-- Directions --
Output each entry exactly as written.

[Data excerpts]
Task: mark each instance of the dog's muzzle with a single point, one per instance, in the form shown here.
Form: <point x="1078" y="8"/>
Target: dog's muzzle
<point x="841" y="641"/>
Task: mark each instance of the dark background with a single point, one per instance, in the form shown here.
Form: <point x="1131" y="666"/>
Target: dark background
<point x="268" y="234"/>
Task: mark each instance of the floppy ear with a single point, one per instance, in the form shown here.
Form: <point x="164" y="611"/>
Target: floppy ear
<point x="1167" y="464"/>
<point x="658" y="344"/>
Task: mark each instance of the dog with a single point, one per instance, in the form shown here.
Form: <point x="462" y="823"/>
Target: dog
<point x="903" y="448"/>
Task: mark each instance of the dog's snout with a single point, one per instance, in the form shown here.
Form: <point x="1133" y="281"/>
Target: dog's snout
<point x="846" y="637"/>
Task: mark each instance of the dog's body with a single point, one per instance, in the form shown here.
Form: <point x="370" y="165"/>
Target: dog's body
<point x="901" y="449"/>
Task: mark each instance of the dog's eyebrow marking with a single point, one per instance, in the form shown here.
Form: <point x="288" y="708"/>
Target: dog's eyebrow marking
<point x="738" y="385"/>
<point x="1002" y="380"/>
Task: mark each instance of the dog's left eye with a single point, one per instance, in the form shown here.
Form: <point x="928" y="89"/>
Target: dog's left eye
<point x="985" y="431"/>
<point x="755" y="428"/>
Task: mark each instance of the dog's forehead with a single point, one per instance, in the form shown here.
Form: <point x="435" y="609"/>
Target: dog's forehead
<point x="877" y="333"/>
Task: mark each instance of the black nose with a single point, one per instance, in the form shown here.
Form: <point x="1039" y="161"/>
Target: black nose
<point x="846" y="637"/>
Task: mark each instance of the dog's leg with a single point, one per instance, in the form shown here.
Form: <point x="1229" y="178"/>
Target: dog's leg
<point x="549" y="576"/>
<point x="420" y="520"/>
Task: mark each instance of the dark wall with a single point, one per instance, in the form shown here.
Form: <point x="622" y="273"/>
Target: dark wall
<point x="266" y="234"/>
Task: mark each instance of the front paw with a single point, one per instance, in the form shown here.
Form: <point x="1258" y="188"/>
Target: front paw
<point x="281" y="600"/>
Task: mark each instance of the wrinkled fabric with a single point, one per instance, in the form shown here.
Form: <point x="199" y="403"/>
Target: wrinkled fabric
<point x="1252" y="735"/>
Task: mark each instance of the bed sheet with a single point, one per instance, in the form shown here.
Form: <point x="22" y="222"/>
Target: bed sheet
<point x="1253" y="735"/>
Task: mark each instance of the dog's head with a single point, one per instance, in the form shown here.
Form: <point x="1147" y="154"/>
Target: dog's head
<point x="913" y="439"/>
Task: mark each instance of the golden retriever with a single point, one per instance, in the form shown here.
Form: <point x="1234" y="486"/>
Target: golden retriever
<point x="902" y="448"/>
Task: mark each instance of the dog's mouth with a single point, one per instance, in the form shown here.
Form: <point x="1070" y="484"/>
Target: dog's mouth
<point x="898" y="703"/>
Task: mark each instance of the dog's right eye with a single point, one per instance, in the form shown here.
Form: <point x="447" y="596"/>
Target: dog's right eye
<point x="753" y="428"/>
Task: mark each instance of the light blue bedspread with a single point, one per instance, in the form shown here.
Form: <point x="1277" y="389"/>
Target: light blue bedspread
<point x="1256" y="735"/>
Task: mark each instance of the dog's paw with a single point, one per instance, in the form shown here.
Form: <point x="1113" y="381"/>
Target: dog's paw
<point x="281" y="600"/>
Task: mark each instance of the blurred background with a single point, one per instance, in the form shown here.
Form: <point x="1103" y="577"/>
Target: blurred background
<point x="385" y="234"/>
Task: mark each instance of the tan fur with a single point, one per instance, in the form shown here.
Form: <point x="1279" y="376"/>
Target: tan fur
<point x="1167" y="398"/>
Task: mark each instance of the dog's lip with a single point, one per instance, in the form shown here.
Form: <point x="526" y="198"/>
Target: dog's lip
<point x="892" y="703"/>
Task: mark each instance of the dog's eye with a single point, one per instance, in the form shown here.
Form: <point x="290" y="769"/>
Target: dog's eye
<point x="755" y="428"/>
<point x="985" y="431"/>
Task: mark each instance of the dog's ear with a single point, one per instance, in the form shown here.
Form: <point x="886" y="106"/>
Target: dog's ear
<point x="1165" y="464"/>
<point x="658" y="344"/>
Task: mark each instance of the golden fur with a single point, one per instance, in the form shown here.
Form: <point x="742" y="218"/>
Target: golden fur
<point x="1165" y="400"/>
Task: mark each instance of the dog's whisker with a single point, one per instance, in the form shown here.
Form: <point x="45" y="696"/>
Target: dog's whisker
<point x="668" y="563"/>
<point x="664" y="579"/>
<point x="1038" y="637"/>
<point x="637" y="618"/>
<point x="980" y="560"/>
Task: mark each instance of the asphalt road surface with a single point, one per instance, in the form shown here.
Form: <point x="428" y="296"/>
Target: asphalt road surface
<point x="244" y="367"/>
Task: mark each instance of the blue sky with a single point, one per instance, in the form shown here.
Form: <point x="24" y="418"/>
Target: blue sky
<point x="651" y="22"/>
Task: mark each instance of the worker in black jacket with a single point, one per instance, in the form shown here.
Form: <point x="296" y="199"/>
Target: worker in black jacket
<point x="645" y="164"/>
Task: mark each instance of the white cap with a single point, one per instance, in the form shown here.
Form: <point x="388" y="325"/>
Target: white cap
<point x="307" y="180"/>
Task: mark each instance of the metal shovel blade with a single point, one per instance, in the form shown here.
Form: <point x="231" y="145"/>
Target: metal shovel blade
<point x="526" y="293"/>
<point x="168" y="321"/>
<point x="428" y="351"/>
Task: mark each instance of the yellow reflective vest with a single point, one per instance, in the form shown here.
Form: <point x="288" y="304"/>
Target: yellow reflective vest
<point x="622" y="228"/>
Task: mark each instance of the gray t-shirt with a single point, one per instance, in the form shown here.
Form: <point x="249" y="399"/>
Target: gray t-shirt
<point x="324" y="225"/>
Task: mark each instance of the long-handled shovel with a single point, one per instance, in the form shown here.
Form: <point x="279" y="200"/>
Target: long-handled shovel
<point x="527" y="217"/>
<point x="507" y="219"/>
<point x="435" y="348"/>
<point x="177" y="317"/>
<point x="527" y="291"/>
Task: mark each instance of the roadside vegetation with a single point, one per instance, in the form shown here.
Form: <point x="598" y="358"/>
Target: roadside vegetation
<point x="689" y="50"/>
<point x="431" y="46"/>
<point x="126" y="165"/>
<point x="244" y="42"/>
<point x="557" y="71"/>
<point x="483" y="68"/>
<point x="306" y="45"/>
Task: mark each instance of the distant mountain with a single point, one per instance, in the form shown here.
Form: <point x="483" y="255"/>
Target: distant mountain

-- Exercise response --
Task: mark each instance of the dog's muzzle with a single point, one per instance, in the form shown here.
Form: <point x="1078" y="8"/>
Target: dog's muzzle
<point x="841" y="641"/>
Task: mark each instance of the dark background with a single point, one per instance, in the form shown here.
Form: <point x="1131" y="666"/>
Target: dark background
<point x="268" y="234"/>
Task: mark each instance of the floppy ear with a single point, one per instance, in the form shown here.
Form: <point x="164" y="611"/>
Target: floppy ear
<point x="1167" y="464"/>
<point x="658" y="344"/>
Task: mark each instance of the dog with a single point, one per instance, in the form shown here.
Form: <point x="462" y="823"/>
Target: dog
<point x="903" y="448"/>
Task: mark each instance of the dog's snout with a single point, one per instance, in the form shown here.
Form: <point x="1133" y="281"/>
Target: dog's snout
<point x="846" y="637"/>
Task: mark each instance of the dog's body with a single point, one per instance, in the form shown here.
Form: <point x="370" y="165"/>
Target: dog's body
<point x="901" y="449"/>
Task: mark each instance of the dog's eyebrow marking with a single point, one per instance, in the form shown here.
Form: <point x="288" y="708"/>
Target: dog's eyebrow marking
<point x="738" y="385"/>
<point x="1002" y="380"/>
Task: mark each instance of the dog's left eye with a single point, one per instance, in the form shown here.
Form: <point x="928" y="89"/>
Target: dog's left eye
<point x="985" y="431"/>
<point x="755" y="428"/>
Task: mark each instance of the dog's forehead with a single point, one per instance, in the form shown here.
Form: <point x="435" y="609"/>
Target: dog's forehead
<point x="877" y="333"/>
Task: mark each instance of the black nose with a single point, one per instance, in the form shown here.
Form: <point x="1039" y="161"/>
Target: black nose
<point x="846" y="637"/>
Task: mark each instance of the dog's leg with a single point, one per instance, in the form shown here.
Form: <point x="1229" y="178"/>
Target: dog's leg
<point x="549" y="576"/>
<point x="420" y="520"/>
Task: mark each instance of the dark wall with a single point, one per instance, in the form shown here.
Form: <point x="622" y="273"/>
Target: dark wall
<point x="266" y="234"/>
Task: mark each instance of the front paw with a single point, one per instance, in the form shown here.
Form: <point x="1258" y="188"/>
Target: front paw
<point x="281" y="600"/>
Task: mark each instance of the wrinkled fabric with a single point, one per instance, in the form shown here.
Form: <point x="199" y="403"/>
Target: wrinkled fabric
<point x="1252" y="735"/>
Task: mark each instance of the bed sheet with a single point, one per instance, in the form shown here.
Form: <point x="22" y="222"/>
Target: bed sheet
<point x="1253" y="735"/>
Task: mark each instance of the dog's head with a single point, one per instance, in the form shown here.
Form: <point x="1147" y="154"/>
Target: dog's head
<point x="913" y="439"/>
Task: mark each instance of the golden retriever with a single point, one per instance, in the form shown here.
Form: <point x="1234" y="486"/>
Target: golden retriever
<point x="902" y="448"/>
Task: mark each instance of the dog's mouth with a single point, one per instance, in the form shown here.
Form: <point x="1070" y="484"/>
Target: dog's mouth
<point x="898" y="703"/>
Task: mark each instance of the dog's right eye with a single point, one per instance, in the form shown here.
Form: <point x="447" y="596"/>
Target: dog's right eye
<point x="753" y="428"/>
Task: mark each instance of the light blue bedspread with a single point, one per instance, in the form shown here.
Form: <point x="1277" y="389"/>
Target: light blue bedspread
<point x="1256" y="735"/>
Task: mark each instance of the dog's paw with a single point, one per instance, in the form shown here.
Form: <point x="1113" y="381"/>
Target: dog's paw
<point x="281" y="600"/>
Task: mark each instance of the blurred background with a single point, one per instance, in the form shown here.
Form: <point x="1103" y="577"/>
Target: blurred background
<point x="385" y="234"/>
Task: mark each instance of the tan fur with a single point, one per instance, in the form shown here.
Form: <point x="1279" y="376"/>
Target: tan fur
<point x="1167" y="398"/>
Task: mark each instance of the dog's lip with a single point, one per instance, in the form shown here.
Form: <point x="526" y="198"/>
Target: dog's lip
<point x="892" y="703"/>
Task: mark each instance of the dog's eye with a single point, one per instance, in the form shown here.
Form: <point x="290" y="769"/>
Target: dog's eye
<point x="755" y="428"/>
<point x="985" y="431"/>
Task: mark each instance of the dog's ear with a single point, one per instance, in the form shown here.
Form: <point x="886" y="106"/>
Target: dog's ear
<point x="1165" y="464"/>
<point x="658" y="344"/>
Task: mark each instance of the golden fur with a single point, one per instance, in the form shown here.
Form: <point x="742" y="218"/>
Target: golden fur
<point x="1165" y="400"/>
Task: mark each instance of the dog's whisker with a single point, one per instance, in the form shown here.
Form: <point x="45" y="696"/>
Target: dog's whisker
<point x="668" y="563"/>
<point x="664" y="579"/>
<point x="1038" y="637"/>
<point x="637" y="618"/>
<point x="980" y="560"/>
Task: mark each instance of the asphalt road surface with a single point, one per instance, in the form shown here.
Form: <point x="428" y="296"/>
Target: asphalt road surface
<point x="244" y="367"/>
Task: mark each instance of the blue sky with a single point, one per instance, in the form shown here.
Form: <point x="24" y="418"/>
Target: blue sky
<point x="651" y="22"/>
Task: mark each instance of the worker in black jacket with a single point, one per instance, in the form shown here.
Form: <point x="296" y="199"/>
Target: worker in black jacket
<point x="645" y="164"/>
Task: mark each instance of the white cap with a single point, one per instance, in the form shown here.
Form: <point x="388" y="325"/>
Target: white cap
<point x="307" y="180"/>
Task: mark each instance of the metal shovel blade with a single point, one per instance, in the form shown here.
Form: <point x="231" y="145"/>
Target: metal shovel blade
<point x="526" y="293"/>
<point x="168" y="321"/>
<point x="428" y="351"/>
Task: mark each instance of the yellow reflective vest with a single point, one per instance, in the form shown here.
Form: <point x="288" y="304"/>
Target: yellow reflective vest
<point x="622" y="228"/>
Task: mark each instance of the gray t-shirt with a single point, one per instance, in the form shown here.
Form: <point x="249" y="399"/>
Target: gray t-shirt
<point x="324" y="225"/>
Task: mark each instance of the long-handled shovel with a single point, one per instance, in the form shown here.
Form: <point x="279" y="200"/>
Target: long-handled shovel
<point x="527" y="217"/>
<point x="507" y="219"/>
<point x="435" y="348"/>
<point x="177" y="317"/>
<point x="527" y="291"/>
Task: mark each instance of the roadside vegetation with a single point, one per instance, in the form shown here.
Form: <point x="598" y="358"/>
Target: roadside vegetation
<point x="689" y="50"/>
<point x="431" y="46"/>
<point x="126" y="165"/>
<point x="244" y="42"/>
<point x="557" y="71"/>
<point x="483" y="68"/>
<point x="306" y="45"/>
Task: mark each instance of the distant mountain with a single point, one per instance, in the form shown here.
Form: <point x="483" y="255"/>
Target: distant mountain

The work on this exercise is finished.